WHAT TO DO:
(A) In the blog post about favorite films set in the 1960s, who highlights the music in American Graffiti?
(B) From the blog post about favorite 1960s films, echo the passage from "So! Here are" up to and including "such stupid questions.", word for word.
(C) Pick up the blog post about favorite films set in the 1960s where it stops, and write what comes next.

DOCUMENT PASSAGE:
I love the 1960s… I feel like my huge amount of posts regarding this era may have given that away.
So! Here are my top five favourite films set in the 1960s. (Presented in no particular order).
American Graffiti (set in 1962)
Look, creep. You want a knuckle sandwich?
Uh, no thanks. I’m waiting for a double Chucky Chuck.
This is a bitchin’ 60s film through the eyes of American teenagers with an ear for rock ‘n’ roll! I mean… This has to be my favourite 60s film. It’s bright like a jukebox with great music highlighted by Wolfman Jack. The cars, the dresses, the language, the people..! I just… Can’t even. When I watch this film, I feel like I’ve got a backstage pass to my favourite band’s show. I get all giddy and nostalgic
Made in Dagenham (set in 1968)
Cope? How will we cope? We’re women. Now, don’t ask such stupid questions.
Documenting the fight for equal pay for men and women in the UK – obviously a major change for this era – focussing on the working class. I like how the filmmakers illustrated the two generations: the older characters who lived through or fought in the war with their 40s, duller dresses. And the younger generation wearing bright sixties dresses and big hair. This divide is illustrated in one short scene: the power cut at the disco (for those of you who have seen it).

LISTED RECORDS:
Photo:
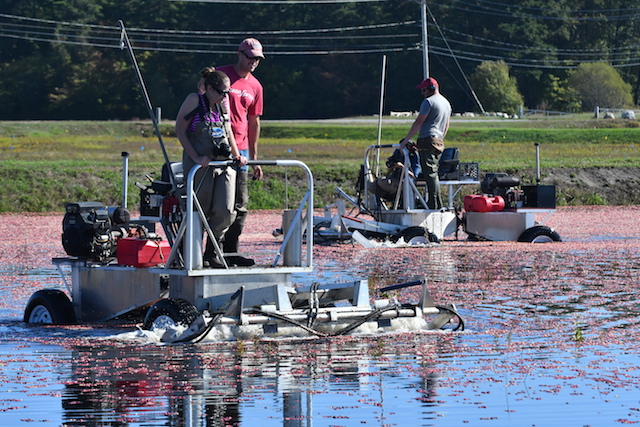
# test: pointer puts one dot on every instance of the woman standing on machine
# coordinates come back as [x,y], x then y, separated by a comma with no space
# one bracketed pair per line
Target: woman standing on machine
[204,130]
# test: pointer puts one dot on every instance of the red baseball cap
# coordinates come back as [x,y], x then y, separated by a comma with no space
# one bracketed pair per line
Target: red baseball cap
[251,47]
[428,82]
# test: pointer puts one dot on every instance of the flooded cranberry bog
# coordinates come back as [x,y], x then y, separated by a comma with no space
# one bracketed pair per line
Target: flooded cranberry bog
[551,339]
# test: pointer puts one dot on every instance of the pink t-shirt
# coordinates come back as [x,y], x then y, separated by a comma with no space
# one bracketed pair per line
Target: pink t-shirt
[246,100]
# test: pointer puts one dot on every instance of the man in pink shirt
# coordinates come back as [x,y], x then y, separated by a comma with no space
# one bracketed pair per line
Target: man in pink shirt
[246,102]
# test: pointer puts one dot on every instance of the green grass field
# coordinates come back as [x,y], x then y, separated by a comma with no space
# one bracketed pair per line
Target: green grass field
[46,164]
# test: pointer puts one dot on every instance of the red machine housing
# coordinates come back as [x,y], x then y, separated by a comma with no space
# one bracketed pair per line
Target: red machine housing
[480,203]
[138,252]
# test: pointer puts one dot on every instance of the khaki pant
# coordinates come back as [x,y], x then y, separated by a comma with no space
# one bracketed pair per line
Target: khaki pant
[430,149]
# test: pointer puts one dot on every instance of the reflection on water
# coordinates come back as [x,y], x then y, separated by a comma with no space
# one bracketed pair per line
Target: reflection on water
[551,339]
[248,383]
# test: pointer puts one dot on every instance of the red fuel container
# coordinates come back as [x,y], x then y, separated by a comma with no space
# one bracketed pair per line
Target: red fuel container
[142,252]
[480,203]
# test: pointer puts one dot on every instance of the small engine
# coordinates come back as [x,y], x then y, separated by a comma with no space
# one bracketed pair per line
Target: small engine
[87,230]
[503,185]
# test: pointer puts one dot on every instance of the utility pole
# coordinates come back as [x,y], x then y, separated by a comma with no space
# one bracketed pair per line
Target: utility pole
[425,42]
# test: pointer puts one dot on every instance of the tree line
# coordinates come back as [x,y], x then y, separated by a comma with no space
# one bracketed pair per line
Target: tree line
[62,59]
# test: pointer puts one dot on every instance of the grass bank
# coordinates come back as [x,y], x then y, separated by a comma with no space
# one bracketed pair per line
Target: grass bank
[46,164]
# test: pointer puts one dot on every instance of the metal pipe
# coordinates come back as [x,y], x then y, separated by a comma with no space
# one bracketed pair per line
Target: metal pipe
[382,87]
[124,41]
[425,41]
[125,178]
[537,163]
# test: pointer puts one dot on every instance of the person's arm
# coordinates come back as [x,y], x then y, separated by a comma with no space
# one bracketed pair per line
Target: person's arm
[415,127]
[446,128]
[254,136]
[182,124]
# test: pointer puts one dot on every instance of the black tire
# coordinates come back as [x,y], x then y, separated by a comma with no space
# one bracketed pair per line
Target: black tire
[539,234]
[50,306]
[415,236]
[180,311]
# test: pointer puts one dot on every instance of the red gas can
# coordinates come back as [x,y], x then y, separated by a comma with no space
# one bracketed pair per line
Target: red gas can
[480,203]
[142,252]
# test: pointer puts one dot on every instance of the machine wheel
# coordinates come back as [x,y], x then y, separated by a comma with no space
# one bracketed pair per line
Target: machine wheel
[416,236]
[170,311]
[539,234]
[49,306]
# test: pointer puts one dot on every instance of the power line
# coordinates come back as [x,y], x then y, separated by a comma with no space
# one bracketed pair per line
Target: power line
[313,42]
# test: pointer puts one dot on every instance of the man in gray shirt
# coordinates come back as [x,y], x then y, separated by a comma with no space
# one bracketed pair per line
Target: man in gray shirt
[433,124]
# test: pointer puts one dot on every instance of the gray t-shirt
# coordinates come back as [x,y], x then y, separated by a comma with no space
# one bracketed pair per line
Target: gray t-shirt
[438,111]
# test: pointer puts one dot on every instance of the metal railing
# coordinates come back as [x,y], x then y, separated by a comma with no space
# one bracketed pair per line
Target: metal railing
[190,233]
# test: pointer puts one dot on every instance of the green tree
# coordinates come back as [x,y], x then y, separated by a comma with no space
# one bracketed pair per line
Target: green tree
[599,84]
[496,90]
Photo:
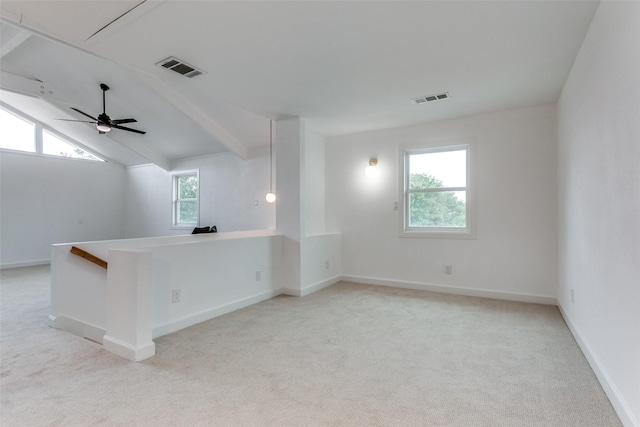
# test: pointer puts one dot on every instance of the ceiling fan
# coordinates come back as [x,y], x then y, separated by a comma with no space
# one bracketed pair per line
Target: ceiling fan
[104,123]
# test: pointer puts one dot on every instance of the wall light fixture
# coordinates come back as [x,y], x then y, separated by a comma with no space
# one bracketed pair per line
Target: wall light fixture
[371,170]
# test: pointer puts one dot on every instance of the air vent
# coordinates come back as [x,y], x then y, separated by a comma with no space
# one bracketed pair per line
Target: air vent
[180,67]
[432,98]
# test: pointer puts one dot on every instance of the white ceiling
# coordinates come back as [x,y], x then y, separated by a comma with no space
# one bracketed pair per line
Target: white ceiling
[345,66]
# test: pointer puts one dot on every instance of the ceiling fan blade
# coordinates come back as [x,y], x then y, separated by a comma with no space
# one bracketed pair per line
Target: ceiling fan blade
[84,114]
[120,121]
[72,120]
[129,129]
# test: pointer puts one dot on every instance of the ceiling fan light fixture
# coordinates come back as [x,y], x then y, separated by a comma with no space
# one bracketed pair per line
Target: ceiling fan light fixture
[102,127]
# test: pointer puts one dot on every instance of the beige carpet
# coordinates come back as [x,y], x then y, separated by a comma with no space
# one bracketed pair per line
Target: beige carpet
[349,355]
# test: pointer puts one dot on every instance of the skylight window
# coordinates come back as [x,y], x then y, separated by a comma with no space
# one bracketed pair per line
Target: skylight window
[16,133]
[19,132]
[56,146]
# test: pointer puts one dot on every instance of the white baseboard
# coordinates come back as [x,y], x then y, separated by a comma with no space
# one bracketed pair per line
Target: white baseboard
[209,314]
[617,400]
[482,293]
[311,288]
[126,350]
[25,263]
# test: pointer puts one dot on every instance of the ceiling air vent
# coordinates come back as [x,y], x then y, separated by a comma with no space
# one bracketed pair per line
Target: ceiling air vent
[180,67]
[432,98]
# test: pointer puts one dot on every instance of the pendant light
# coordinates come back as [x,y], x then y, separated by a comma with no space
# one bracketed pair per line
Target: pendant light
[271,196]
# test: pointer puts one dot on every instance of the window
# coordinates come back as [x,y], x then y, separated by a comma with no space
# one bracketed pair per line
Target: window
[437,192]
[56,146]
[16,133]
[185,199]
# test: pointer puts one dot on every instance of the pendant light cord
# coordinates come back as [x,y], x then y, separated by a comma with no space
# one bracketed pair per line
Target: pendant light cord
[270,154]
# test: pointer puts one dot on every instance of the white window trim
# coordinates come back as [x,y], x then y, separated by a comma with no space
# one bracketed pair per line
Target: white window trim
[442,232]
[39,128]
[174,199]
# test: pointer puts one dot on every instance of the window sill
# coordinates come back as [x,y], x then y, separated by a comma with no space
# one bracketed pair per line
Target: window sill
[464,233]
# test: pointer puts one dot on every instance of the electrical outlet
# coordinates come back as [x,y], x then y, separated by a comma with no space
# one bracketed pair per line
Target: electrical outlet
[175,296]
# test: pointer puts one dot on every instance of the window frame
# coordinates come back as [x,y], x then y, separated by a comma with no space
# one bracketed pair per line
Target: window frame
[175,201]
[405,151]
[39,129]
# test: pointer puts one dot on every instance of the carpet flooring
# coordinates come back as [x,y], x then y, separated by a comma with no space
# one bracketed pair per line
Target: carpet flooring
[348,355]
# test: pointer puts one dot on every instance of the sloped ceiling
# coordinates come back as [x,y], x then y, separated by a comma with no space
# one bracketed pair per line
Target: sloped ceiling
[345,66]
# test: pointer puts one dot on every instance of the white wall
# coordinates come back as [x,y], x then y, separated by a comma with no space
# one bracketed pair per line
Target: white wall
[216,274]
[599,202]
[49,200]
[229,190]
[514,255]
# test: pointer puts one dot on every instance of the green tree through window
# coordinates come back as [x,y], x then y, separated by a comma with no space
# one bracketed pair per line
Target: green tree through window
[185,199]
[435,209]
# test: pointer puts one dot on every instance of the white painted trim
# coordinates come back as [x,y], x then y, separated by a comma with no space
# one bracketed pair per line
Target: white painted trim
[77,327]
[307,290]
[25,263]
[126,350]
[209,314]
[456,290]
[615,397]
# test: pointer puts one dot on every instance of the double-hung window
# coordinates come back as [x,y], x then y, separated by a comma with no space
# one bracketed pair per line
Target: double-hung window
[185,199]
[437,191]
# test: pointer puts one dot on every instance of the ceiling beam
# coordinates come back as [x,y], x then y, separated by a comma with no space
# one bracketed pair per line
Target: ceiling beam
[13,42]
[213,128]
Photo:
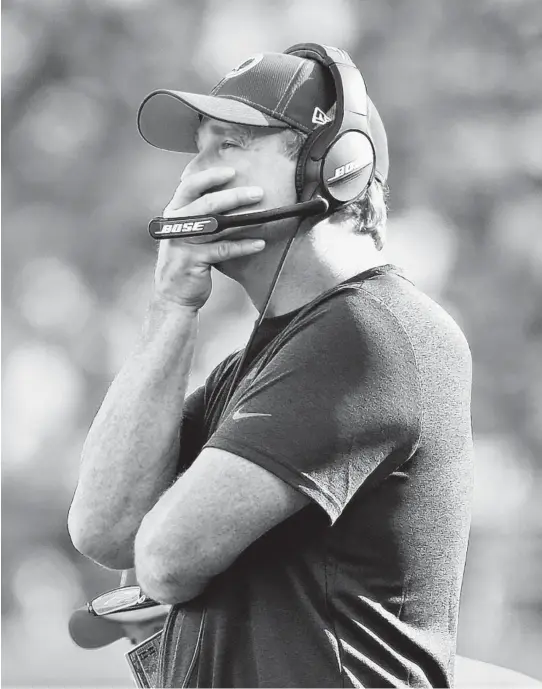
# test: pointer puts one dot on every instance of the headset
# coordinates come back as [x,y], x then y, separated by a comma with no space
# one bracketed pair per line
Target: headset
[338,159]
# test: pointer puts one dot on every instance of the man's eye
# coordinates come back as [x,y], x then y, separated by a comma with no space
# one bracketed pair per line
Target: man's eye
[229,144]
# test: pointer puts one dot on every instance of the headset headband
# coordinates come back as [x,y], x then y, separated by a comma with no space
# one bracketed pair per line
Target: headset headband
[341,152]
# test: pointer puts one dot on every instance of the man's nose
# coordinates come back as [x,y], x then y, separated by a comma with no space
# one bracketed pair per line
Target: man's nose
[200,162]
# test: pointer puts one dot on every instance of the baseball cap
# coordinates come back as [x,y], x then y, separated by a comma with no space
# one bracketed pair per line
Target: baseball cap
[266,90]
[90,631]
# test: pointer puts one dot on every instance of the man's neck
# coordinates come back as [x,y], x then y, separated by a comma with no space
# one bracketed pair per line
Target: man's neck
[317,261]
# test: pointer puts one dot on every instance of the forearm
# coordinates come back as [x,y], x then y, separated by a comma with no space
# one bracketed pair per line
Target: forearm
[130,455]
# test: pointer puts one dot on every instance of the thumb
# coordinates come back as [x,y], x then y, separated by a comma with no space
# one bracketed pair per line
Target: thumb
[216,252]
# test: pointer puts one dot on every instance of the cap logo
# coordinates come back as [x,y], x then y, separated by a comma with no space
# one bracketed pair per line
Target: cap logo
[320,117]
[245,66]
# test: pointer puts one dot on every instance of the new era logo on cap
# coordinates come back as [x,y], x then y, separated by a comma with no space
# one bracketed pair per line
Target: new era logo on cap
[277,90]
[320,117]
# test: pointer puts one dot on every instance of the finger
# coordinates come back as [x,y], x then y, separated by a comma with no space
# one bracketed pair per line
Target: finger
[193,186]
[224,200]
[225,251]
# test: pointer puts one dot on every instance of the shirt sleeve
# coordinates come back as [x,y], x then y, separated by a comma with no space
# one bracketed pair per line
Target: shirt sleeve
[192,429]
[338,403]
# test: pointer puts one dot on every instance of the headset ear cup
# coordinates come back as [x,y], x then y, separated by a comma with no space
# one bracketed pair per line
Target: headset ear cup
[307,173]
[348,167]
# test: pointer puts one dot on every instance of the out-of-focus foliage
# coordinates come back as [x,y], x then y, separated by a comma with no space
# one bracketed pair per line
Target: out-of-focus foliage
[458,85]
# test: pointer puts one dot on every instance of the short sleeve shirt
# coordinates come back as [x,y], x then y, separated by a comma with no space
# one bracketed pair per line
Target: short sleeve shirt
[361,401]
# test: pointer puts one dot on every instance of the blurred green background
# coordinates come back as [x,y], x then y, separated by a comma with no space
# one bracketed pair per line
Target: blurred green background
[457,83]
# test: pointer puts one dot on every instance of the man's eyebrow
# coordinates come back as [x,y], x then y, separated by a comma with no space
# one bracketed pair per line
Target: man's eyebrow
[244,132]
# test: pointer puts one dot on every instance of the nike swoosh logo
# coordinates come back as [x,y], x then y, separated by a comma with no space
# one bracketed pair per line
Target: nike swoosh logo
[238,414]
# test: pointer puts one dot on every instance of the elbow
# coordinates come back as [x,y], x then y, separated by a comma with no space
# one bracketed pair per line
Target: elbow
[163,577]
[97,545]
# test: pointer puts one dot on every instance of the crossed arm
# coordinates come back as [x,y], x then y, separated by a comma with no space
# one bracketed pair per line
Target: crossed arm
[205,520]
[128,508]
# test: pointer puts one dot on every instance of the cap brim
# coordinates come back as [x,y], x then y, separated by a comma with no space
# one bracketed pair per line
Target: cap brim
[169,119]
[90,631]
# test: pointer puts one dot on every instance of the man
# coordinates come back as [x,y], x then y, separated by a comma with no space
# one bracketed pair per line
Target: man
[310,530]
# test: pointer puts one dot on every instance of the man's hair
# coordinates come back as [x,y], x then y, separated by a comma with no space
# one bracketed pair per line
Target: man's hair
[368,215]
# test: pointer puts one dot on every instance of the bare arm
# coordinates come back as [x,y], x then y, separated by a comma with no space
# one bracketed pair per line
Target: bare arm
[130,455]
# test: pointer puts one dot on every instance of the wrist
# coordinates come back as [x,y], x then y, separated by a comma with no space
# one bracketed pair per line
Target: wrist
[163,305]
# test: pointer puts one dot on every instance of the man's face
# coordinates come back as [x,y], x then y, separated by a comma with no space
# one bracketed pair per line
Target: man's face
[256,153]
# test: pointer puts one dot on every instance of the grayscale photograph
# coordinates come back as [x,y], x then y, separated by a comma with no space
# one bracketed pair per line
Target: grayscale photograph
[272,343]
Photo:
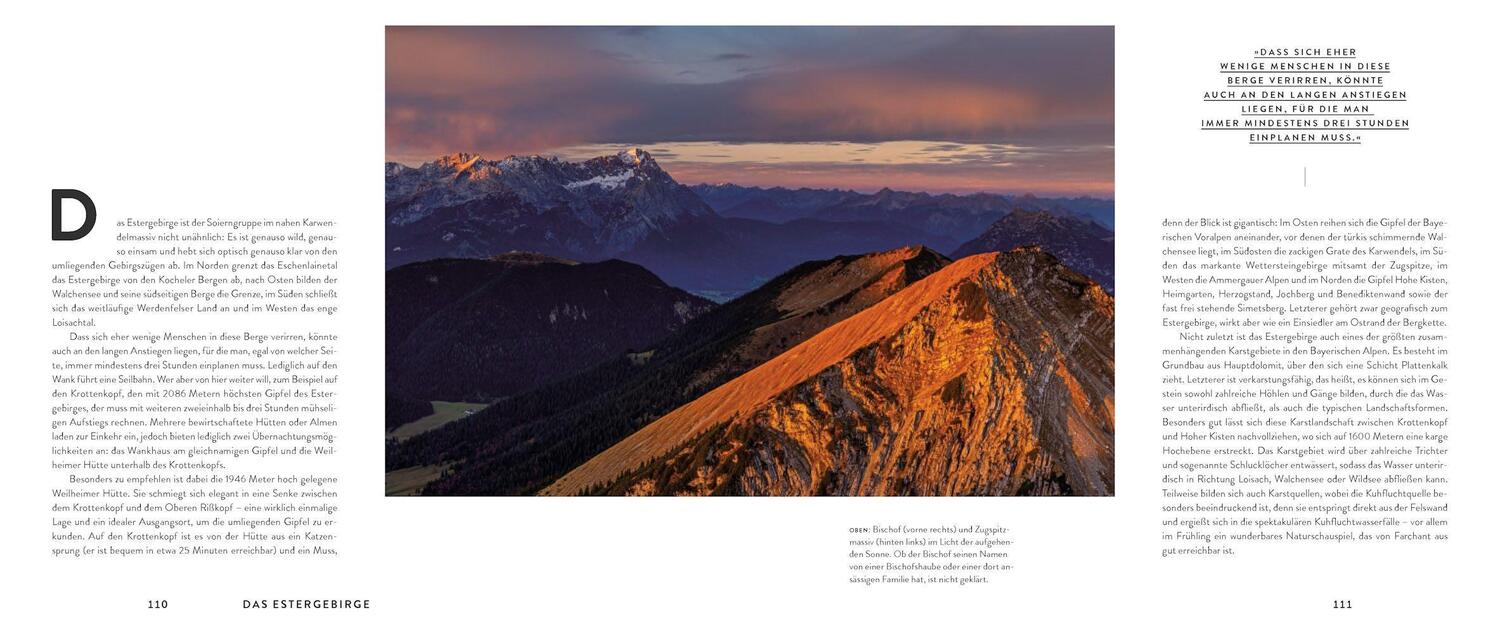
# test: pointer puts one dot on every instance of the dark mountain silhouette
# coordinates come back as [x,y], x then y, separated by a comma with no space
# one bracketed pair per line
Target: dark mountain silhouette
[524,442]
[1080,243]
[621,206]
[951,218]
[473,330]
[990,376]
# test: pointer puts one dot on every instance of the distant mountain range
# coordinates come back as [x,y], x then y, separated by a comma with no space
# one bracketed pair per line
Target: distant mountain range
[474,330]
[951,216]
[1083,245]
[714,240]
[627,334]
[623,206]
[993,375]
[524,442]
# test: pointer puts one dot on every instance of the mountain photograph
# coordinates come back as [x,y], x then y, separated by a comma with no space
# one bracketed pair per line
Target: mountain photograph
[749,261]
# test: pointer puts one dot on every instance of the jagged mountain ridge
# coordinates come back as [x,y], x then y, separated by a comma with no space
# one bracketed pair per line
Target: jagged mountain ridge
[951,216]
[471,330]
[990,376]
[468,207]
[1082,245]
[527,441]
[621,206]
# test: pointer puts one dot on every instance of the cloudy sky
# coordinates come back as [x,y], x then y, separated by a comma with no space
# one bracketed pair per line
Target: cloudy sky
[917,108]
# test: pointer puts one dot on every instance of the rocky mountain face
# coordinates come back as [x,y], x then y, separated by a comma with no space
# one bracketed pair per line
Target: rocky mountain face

ANSWERS TO THE EXERCISE:
(A) Wolfman Jack

(B)
So! Here are my top five favourite films set in the 1960s. (Presented in no particular order).
American Graffiti (set in 1962)
Look, creep. You want a knuckle sandwich?
Uh, no thanks. I’m waiting for a double Chucky Chuck.
This is a bitchin’ 60s film through the eyes of American teenagers with an ear for rock ‘n’ roll! I mean… This has to be my favourite 60s film. It’s bright like a jukebox with great music highlighted by Wolfman Jack. The cars, the dresses, the language, the people..! I just… Can’t even. When I watch this film, I feel like I’ve got a backstage pass to my favourite band’s show. I get all giddy and nostalgic
Made in Dagenham (set in 1968)
Cope? How will we cope? We’re women. Now, don’t ask such stupid questions.

(C)
The Boat that Rocked (set in 1966)
Remember folks, it ain’t simple bein’ cool, but it’s cool bein’ simple.
From the point of view from the rock stars of the era: pirate radio DJs. It’s about the fight between pirate radio entertainers (and their fans) versus the English government who shut them down. Fantastic soundtrack of course. With every 60s music genre represented by a DJ on board the boat. Certainly a dreamy ideal of what the era was, but the film crushes your dreams at the end.
The Help (set in 1963)
Eighteen people were killed in Jackson that night. Ten white and eight black. I don’t think God has colour in mind when he sets a tornado loose.
The dark side of the sixties in the South. Every time I say “I want to live in the sixties”, the typical response is: “Yeah, but what about the racism?” Now I’m not saying the sixties are perfect, and racism in this time was devastating and unimaginable. The Help certainly puts this side of the sixties into perspective. Every era has its dark side (even the twenty-teens). A fantastic film nonetheless, with an uplifting and inspirational ending.
Good Morning, Vietnam (set in 1965)
Speaking of things controversial, is it true that there is a marijuana problem here in Vietnam?
No, it’s not a problem, everybody has it.
Why have I not written about one of my favourites? Well. I suppose It’s because it’s so dialogue-heavy that it’s more of a radio show – Robin Williams really is the star and his ad-libbed script just takes the cake. A fantastic angle of the devastating Vietnam war, from the point of view of the radio hosts. It’s bound to put a smile on your dial.
Films that didn’t quite make the cut:
Catch Me if You Can (set in 1963)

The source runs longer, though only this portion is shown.